### Document extract
--- --- ---
Some of these events were described in the Bible, with the original accounts embellished throughout the centuries. A few have their roots in religions much older than Christianity. Several are the result of ancient traditions evolving down the ages. Others owe more to the advent of commerce than the spiritual celebration of Christ’s birth.
But all the background events, myths and legends combine to give us a fresh understanding of how and why we celebrate December 25th in the way we do.
The first film traces the development of the Christmas tree, from pre-Christian times to 16th century Germany, when Protestant reformist Martin Luther began the tradition of putting lights on trees. It was his fellow countryman Prince Albert who, along with Queen Victoria, started a 19th century craze for trees in the living room, which still persists to this day. The programme shows how the tree has since become a worldwide icon, requiring millions of acres of forests in North America, mainland Europe and UK to satisfy our annual demand. It also features the British tree growers holding their annual competition to determine who supplies the tree for Downing Street.
The second film investigates the origins of the world’s most instantly recognizable character, Father Christmas. Real-life saint, pagan figure, commercial creation – or a mix of all three? Whoever Santa was really based on, Fiona discovers that our modern day idea of the jolly, bearded man is far removed from the sometimes fearsome character who children were taught to believe in down the centuries.
In the final programme, she looks at the role of angels in the Christmas story, particularly Gabriel who, according to the Bible, gave Mary the news that she was to give birth to the son of God. Although Gabriel is depicted in thousands of paintings and sculptures – as well as in countless school nativity plays – the Bible gives us no visual description. So how did our idea of the winged figure originally take hold? And where does Gabriel really sit in the hierarchy of Heaven?
--- --- ---
### Supplied material
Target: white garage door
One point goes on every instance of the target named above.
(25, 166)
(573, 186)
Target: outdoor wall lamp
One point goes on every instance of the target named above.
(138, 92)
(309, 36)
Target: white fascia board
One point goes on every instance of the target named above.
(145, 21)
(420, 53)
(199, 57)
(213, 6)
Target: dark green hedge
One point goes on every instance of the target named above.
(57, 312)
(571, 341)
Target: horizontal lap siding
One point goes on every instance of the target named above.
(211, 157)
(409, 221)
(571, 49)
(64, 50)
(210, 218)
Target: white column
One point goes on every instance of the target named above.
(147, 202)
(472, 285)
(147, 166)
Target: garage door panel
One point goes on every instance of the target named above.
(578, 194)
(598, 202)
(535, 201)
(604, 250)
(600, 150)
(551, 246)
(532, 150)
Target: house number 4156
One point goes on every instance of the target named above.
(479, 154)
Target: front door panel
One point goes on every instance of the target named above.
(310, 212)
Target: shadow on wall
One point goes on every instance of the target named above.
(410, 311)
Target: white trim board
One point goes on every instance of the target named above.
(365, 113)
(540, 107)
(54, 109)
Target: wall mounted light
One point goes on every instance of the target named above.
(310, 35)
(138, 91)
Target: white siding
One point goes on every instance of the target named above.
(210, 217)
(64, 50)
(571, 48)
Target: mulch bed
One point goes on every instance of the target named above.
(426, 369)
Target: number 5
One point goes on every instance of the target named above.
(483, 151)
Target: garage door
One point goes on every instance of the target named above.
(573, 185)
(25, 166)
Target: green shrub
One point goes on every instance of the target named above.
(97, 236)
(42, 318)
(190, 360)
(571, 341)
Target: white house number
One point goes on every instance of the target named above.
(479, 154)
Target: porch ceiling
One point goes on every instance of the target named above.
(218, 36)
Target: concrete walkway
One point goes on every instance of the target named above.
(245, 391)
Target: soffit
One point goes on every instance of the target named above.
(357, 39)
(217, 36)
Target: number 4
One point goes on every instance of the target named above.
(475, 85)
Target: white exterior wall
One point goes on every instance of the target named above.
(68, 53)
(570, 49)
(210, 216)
--- --- ---
### Direction
From the text on Christmas traditions, list in order the subject of each film it describes.

### Task solution
1. The Christmas tree
2. Father Christmas
3. Angels in the Christmas story, particularly Gabriel